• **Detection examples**
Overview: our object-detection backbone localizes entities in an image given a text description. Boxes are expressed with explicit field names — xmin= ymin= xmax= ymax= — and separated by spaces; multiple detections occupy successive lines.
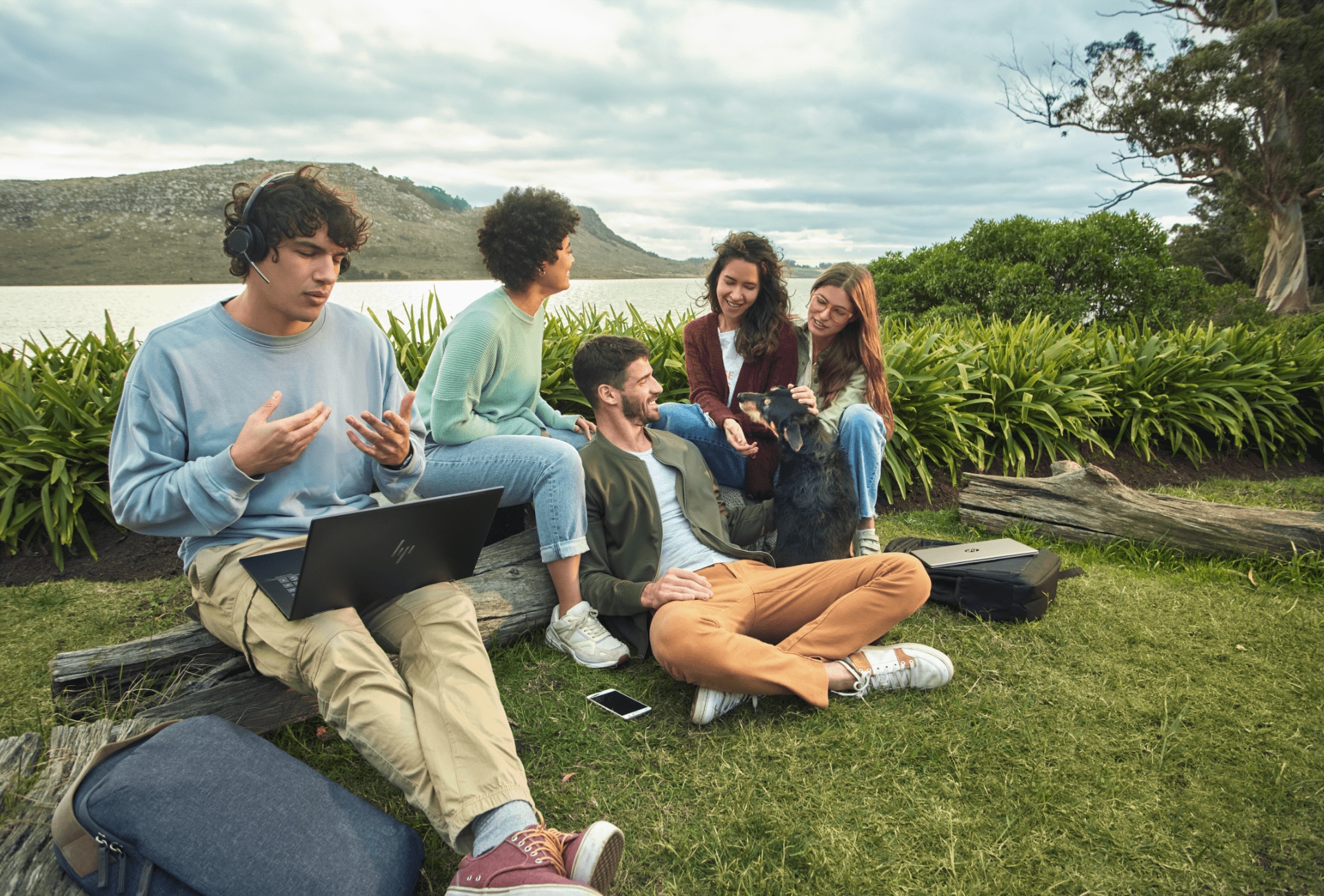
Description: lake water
xmin=0 ymin=279 xmax=813 ymax=345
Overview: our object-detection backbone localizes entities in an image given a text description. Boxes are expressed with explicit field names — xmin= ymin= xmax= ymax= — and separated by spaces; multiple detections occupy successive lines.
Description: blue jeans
xmin=650 ymin=403 xmax=887 ymax=519
xmin=836 ymin=405 xmax=887 ymax=519
xmin=414 ymin=429 xmax=588 ymax=562
xmin=649 ymin=401 xmax=747 ymax=489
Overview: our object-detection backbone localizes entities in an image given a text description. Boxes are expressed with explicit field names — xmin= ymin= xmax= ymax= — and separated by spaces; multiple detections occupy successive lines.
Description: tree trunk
xmin=1255 ymin=196 xmax=1311 ymax=314
xmin=960 ymin=463 xmax=1324 ymax=556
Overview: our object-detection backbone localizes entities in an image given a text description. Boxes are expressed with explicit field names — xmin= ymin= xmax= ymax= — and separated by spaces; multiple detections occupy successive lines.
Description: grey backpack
xmin=52 ymin=716 xmax=422 ymax=896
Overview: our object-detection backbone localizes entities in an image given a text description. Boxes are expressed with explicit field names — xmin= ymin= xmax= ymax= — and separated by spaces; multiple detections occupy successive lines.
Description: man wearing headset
xmin=110 ymin=165 xmax=622 ymax=896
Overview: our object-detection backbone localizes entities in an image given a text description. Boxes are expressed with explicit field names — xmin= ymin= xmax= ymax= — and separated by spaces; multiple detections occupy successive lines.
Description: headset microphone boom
xmin=225 ymin=171 xmax=297 ymax=283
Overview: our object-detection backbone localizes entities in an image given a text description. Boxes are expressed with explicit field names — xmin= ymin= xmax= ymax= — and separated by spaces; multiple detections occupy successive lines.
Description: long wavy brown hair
xmin=699 ymin=230 xmax=790 ymax=360
xmin=809 ymin=262 xmax=894 ymax=437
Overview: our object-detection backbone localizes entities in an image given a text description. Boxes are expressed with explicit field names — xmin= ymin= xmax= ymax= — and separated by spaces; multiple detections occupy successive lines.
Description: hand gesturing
xmin=230 ymin=390 xmax=331 ymax=479
xmin=344 ymin=391 xmax=414 ymax=467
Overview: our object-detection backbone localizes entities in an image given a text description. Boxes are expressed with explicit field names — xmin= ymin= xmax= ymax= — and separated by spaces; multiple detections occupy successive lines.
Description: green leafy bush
xmin=1092 ymin=322 xmax=1320 ymax=465
xmin=965 ymin=318 xmax=1115 ymax=476
xmin=0 ymin=315 xmax=137 ymax=569
xmin=869 ymin=212 xmax=1210 ymax=324
xmin=879 ymin=320 xmax=992 ymax=502
xmin=0 ymin=292 xmax=1324 ymax=564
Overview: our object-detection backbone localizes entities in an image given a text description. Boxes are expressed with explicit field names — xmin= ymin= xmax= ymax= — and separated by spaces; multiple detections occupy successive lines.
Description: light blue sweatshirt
xmin=110 ymin=303 xmax=423 ymax=569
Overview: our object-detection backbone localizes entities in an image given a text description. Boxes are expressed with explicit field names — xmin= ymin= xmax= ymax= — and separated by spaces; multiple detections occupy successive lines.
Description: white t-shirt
xmin=630 ymin=449 xmax=736 ymax=577
xmin=718 ymin=329 xmax=744 ymax=405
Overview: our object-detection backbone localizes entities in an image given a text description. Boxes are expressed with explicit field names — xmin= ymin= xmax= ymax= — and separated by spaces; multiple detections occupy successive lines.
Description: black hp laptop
xmin=240 ymin=489 xmax=505 ymax=620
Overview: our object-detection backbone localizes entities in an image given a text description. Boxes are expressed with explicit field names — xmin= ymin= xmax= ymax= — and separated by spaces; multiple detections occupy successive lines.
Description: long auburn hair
xmin=699 ymin=230 xmax=790 ymax=360
xmin=809 ymin=262 xmax=894 ymax=437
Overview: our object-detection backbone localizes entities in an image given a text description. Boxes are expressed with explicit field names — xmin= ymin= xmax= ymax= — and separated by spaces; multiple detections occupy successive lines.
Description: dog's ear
xmin=740 ymin=391 xmax=768 ymax=423
xmin=785 ymin=422 xmax=805 ymax=451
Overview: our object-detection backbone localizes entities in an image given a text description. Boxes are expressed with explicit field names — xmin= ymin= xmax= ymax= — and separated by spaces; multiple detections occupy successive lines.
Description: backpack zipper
xmin=92 ymin=834 xmax=128 ymax=893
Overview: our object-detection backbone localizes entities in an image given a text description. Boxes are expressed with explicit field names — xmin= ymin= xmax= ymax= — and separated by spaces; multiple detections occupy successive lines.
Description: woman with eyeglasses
xmin=792 ymin=263 xmax=892 ymax=557
xmin=653 ymin=232 xmax=797 ymax=500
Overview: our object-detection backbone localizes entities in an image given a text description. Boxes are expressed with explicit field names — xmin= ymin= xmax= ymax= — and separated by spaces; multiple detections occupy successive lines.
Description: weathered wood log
xmin=50 ymin=531 xmax=556 ymax=733
xmin=960 ymin=465 xmax=1324 ymax=555
xmin=0 ymin=719 xmax=157 ymax=896
xmin=0 ymin=732 xmax=41 ymax=807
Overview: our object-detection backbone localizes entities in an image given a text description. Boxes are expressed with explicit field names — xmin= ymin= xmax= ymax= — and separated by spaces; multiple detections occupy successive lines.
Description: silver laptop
xmin=911 ymin=539 xmax=1039 ymax=569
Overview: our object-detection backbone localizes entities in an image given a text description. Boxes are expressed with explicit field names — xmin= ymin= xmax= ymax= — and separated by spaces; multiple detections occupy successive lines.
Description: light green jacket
xmin=794 ymin=323 xmax=869 ymax=436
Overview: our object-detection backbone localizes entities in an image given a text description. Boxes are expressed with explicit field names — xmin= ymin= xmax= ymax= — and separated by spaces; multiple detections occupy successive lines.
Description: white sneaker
xmin=690 ymin=689 xmax=759 ymax=725
xmin=543 ymin=601 xmax=630 ymax=669
xmin=850 ymin=529 xmax=883 ymax=557
xmin=833 ymin=643 xmax=954 ymax=698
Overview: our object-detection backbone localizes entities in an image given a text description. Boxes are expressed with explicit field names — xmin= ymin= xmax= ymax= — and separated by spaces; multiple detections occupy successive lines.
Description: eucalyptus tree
xmin=1001 ymin=0 xmax=1324 ymax=314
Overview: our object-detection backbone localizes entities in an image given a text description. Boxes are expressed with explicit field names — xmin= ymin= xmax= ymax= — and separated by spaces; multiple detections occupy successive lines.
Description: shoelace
xmin=836 ymin=651 xmax=919 ymax=698
xmin=511 ymin=813 xmax=570 ymax=877
xmin=574 ymin=607 xmax=612 ymax=643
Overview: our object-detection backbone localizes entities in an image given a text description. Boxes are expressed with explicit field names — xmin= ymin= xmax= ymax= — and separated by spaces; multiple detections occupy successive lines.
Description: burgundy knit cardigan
xmin=685 ymin=312 xmax=800 ymax=498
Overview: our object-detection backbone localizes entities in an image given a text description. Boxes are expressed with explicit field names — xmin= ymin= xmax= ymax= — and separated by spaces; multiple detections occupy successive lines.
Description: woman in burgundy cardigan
xmin=653 ymin=233 xmax=800 ymax=499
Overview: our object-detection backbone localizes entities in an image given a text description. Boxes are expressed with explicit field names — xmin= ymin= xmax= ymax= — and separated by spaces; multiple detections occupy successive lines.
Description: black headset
xmin=225 ymin=171 xmax=297 ymax=283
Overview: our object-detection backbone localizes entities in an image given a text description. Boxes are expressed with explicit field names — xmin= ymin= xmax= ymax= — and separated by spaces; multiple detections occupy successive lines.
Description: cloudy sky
xmin=0 ymin=0 xmax=1192 ymax=263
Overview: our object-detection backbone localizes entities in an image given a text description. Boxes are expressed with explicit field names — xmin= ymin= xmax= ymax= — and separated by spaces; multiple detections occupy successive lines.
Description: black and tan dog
xmin=740 ymin=387 xmax=858 ymax=567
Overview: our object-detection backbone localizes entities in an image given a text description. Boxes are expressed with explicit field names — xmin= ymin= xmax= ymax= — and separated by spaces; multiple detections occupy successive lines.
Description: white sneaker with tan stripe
xmin=833 ymin=643 xmax=954 ymax=698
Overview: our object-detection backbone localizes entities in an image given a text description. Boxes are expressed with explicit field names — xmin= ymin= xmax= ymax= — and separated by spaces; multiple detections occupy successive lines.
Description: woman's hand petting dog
xmin=721 ymin=417 xmax=759 ymax=458
xmin=789 ymin=383 xmax=819 ymax=414
xmin=639 ymin=567 xmax=712 ymax=610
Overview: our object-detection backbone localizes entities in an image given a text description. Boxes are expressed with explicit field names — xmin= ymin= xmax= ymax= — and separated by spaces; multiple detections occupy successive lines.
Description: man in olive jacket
xmin=574 ymin=336 xmax=952 ymax=725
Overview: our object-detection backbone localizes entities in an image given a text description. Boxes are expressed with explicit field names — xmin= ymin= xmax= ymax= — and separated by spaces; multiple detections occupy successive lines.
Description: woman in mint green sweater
xmin=417 ymin=188 xmax=630 ymax=669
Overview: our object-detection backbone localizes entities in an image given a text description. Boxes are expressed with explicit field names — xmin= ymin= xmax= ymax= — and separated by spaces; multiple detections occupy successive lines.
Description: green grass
xmin=0 ymin=576 xmax=192 ymax=737
xmin=0 ymin=495 xmax=1324 ymax=895
xmin=1150 ymin=476 xmax=1324 ymax=511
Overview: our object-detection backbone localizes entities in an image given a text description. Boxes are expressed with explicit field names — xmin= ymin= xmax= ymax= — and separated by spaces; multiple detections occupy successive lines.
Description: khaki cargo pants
xmin=188 ymin=538 xmax=534 ymax=853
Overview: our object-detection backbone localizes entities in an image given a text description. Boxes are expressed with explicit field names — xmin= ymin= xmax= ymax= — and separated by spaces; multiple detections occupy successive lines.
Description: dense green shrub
xmin=869 ymin=212 xmax=1209 ymax=324
xmin=0 ymin=315 xmax=137 ymax=569
xmin=0 ymin=294 xmax=1324 ymax=562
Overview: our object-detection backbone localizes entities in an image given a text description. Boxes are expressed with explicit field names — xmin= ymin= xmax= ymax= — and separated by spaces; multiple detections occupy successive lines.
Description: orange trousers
xmin=649 ymin=553 xmax=930 ymax=706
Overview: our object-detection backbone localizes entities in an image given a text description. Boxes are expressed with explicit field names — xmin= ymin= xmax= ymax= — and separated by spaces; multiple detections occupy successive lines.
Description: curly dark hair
xmin=478 ymin=187 xmax=580 ymax=292
xmin=225 ymin=165 xmax=372 ymax=276
xmin=699 ymin=230 xmax=790 ymax=360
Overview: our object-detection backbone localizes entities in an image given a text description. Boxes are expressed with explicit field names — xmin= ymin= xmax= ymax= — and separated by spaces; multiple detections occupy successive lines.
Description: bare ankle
xmin=823 ymin=659 xmax=855 ymax=691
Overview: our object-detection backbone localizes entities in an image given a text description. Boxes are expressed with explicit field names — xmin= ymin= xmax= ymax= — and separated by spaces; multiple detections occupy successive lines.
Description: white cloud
xmin=0 ymin=0 xmax=1190 ymax=262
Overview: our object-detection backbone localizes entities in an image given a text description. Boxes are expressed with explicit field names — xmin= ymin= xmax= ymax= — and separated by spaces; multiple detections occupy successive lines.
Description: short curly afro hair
xmin=478 ymin=187 xmax=580 ymax=292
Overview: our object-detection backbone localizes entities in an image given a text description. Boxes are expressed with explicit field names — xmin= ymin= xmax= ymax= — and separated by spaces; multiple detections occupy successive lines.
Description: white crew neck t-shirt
xmin=718 ymin=328 xmax=744 ymax=407
xmin=630 ymin=449 xmax=736 ymax=578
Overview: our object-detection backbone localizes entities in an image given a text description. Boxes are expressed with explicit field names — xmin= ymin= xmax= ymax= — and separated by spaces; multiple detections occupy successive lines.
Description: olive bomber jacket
xmin=580 ymin=429 xmax=776 ymax=656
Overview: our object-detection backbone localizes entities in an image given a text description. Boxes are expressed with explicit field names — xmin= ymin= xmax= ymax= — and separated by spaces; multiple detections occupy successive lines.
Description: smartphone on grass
xmin=588 ymin=689 xmax=653 ymax=719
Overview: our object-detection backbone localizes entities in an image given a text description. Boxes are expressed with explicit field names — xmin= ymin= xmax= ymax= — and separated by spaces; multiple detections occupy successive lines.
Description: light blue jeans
xmin=414 ymin=429 xmax=588 ymax=562
xmin=649 ymin=401 xmax=747 ymax=489
xmin=836 ymin=405 xmax=887 ymax=519
xmin=648 ymin=403 xmax=887 ymax=519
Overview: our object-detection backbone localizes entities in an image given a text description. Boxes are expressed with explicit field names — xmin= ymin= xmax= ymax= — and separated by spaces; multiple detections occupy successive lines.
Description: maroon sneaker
xmin=446 ymin=824 xmax=597 ymax=896
xmin=556 ymin=822 xmax=625 ymax=893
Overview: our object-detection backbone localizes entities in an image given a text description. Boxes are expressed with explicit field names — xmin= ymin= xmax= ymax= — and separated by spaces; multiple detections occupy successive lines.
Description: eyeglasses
xmin=809 ymin=292 xmax=855 ymax=323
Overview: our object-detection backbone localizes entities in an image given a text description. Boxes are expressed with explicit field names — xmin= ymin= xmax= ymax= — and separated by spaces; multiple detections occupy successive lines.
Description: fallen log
xmin=50 ymin=529 xmax=556 ymax=733
xmin=960 ymin=463 xmax=1324 ymax=555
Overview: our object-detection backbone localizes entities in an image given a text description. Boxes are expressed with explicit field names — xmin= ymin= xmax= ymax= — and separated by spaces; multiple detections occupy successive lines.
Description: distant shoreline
xmin=0 ymin=276 xmax=812 ymax=348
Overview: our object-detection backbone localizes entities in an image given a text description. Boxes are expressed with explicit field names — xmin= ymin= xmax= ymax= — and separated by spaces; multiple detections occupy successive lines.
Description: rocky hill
xmin=0 ymin=159 xmax=768 ymax=286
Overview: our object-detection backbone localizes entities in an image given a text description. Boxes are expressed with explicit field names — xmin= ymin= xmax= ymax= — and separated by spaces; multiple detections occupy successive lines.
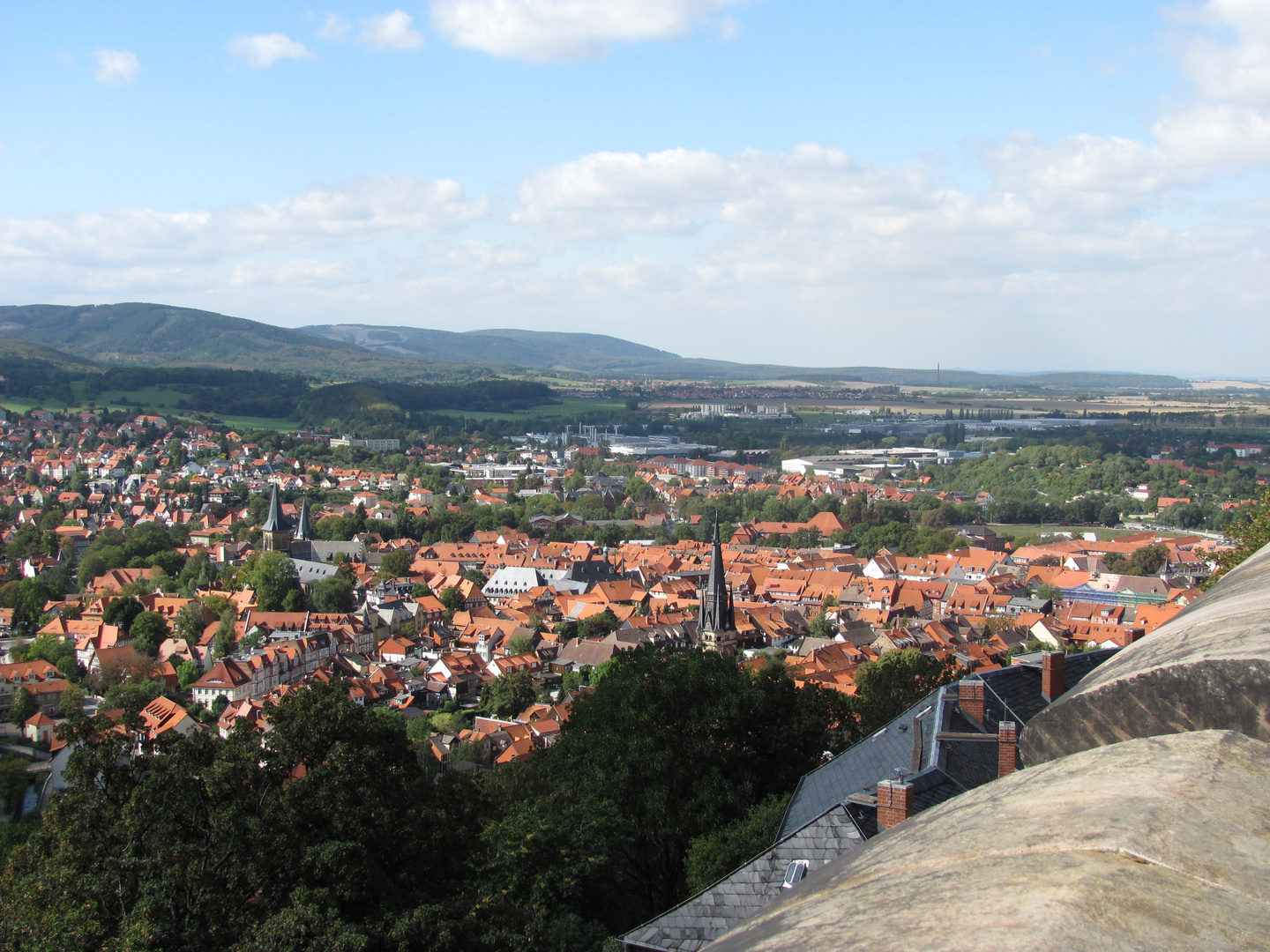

• **EXERCISE DESCRIPTION**
List each line of the listing above that contains the word "cardigan", treating uppercase and lowercase letters as different.

• **COMPLETED TASK**
Description: burgundy knit cardigan
Description: woman in burgundy cardigan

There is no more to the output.